TO DO:
1. Return the part of the thread-safety forum thread that opens with the words containing "pauldaoust · August" and closes with "Is that true?".
2. In the thread-safety forum thread, list every name given inside the derive attribute above the UTXO struct.
3. Answer these from the thread-safety forum thread:
(a) On what date and at what time did ldwm make the first post?
(b) What does pauldaoust compare a source chain to?
(c) Whose approach rebuilds the total balance state from the local chain on every request, and where was it seen?

SUPPLIED TEXT:
****************************************

Threading & Thread safety

ldwm · August 20, 2020, 4:20pm

I’m working on a model to track unspent transactions in a native credit currency. I would prefer being able to save the balance state, but should I take a threading model into account?

If there are simultaneous RPC calls that result in (new) transactions, would I have to reconstruct the total balance state on every request from the local chain? (that’s @guillemcordoba 's approach in the Mutual Credit repo I saw)

// keep track of all unspent transactions.
// TODO: should this be a global mutable variable,
// can i safely use get_entry() safely on every request
// or should I reconstruct this structure from local chain?
#[derive(Serialize, Deserialize, Debug, Eq, PartialEq, Clone, TreeEntry)]
pub struct UTXO {
    outputs: HashMap<PubKey, ReferencesMap<Transaction>>,
    balances: Reference1<Balances>
}

ldwm · August 26, 2020, 9:22am

Do you perhaps know about this @pauldaoust?

pauldaoust · August 26, 2020, 6:37pm

I feel like there are a couple threads in here, and I need to check whether I’m on the right track.

When you say ‘being able to save the balance state’, do you mean keep it in some sort of persistent memory so that the agent doesn’t have to keep recalculating it every time it needs it?

In this scenario, it sounds like your big concern is correctness of balances vs multiple function calls changing state in parallel. Is that true?

Because I might miss your response, I’m going to give a pre-answer assuming that I’m right It’s best to look at a source chain as a journal of local state changes from which you can reconstruct a full state at any point (like a write-ahead log in a relational database). This should mean that you can cache the reconstructed state in-memory (in your case the balance) and just keep applying the changes to the state as they come in and are committed.

****************************************

STORED ROWS:

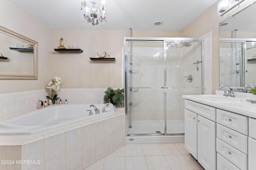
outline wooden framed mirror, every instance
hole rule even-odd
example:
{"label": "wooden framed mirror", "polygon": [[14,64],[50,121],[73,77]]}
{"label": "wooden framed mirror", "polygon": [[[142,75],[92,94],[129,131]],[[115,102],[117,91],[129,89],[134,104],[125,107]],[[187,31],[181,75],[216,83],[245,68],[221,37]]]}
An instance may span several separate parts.
{"label": "wooden framed mirror", "polygon": [[0,26],[0,79],[37,79],[38,45]]}

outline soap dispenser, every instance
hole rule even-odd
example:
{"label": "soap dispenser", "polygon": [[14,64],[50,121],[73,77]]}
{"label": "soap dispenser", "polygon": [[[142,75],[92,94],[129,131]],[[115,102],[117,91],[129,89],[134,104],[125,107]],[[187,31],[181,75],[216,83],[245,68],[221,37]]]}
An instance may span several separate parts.
{"label": "soap dispenser", "polygon": [[39,99],[39,100],[37,103],[37,109],[41,109],[44,107],[44,102],[41,99]]}

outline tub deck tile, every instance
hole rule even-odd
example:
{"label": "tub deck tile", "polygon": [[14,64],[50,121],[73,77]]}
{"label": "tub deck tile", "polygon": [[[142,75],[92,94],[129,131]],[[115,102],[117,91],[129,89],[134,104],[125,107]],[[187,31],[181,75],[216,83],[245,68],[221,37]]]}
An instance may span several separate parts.
{"label": "tub deck tile", "polygon": [[64,133],[65,131],[61,127],[57,127],[52,129],[43,131],[41,132],[41,133],[46,138]]}

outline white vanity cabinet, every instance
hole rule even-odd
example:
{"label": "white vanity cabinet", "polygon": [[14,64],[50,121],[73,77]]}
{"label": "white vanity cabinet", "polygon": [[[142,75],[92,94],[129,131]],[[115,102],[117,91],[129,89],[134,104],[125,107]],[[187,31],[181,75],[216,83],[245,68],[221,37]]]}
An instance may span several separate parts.
{"label": "white vanity cabinet", "polygon": [[249,118],[248,169],[256,168],[256,119]]}
{"label": "white vanity cabinet", "polygon": [[217,109],[216,119],[217,167],[247,170],[248,117]]}
{"label": "white vanity cabinet", "polygon": [[187,100],[185,108],[185,147],[205,170],[216,170],[216,109]]}

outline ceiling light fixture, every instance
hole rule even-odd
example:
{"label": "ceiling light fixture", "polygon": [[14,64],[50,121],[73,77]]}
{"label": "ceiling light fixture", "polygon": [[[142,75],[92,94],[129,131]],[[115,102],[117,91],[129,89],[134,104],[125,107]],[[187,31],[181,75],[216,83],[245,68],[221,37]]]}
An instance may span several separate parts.
{"label": "ceiling light fixture", "polygon": [[156,21],[154,22],[154,25],[160,25],[163,23],[163,21]]}
{"label": "ceiling light fixture", "polygon": [[226,25],[228,24],[229,23],[229,22],[227,21],[225,22],[222,22],[220,23],[220,26],[225,26]]}
{"label": "ceiling light fixture", "polygon": [[223,12],[228,9],[228,0],[220,0],[217,5],[217,12],[218,14],[221,14],[223,17]]}
{"label": "ceiling light fixture", "polygon": [[91,7],[85,0],[82,1],[80,9],[84,9],[83,21],[86,20],[88,23],[91,23],[93,26],[98,24],[99,21],[105,23],[107,21],[107,8],[105,6],[105,0],[102,0],[102,4],[100,9],[98,9],[98,4],[95,1],[91,2]]}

****************************************

RESULTS BY TASK:
1.
pauldaoust · August 26, 2020, 6:37pm

I feel like there are a couple threads in here, and I need to check whether I’m on the right track.

When you say ‘being able to save the balance state’, do you mean keep it in some sort of persistent memory so that the agent doesn’t have to keep recalculating it every time it needs it?

In this scenario, it sounds like your big concern is correctness of balances vs multiple function calls changing state in parallel. Is that true?

2. Serialize, Deserialize, Debug, Eq, PartialEq, Clone, TreeEntry

3.
(a) August 20, 2020, 4:20pm
(b) A write-ahead log in a relational database
(c) @guillemcordoba's approach, seen in the Mutual Credit repo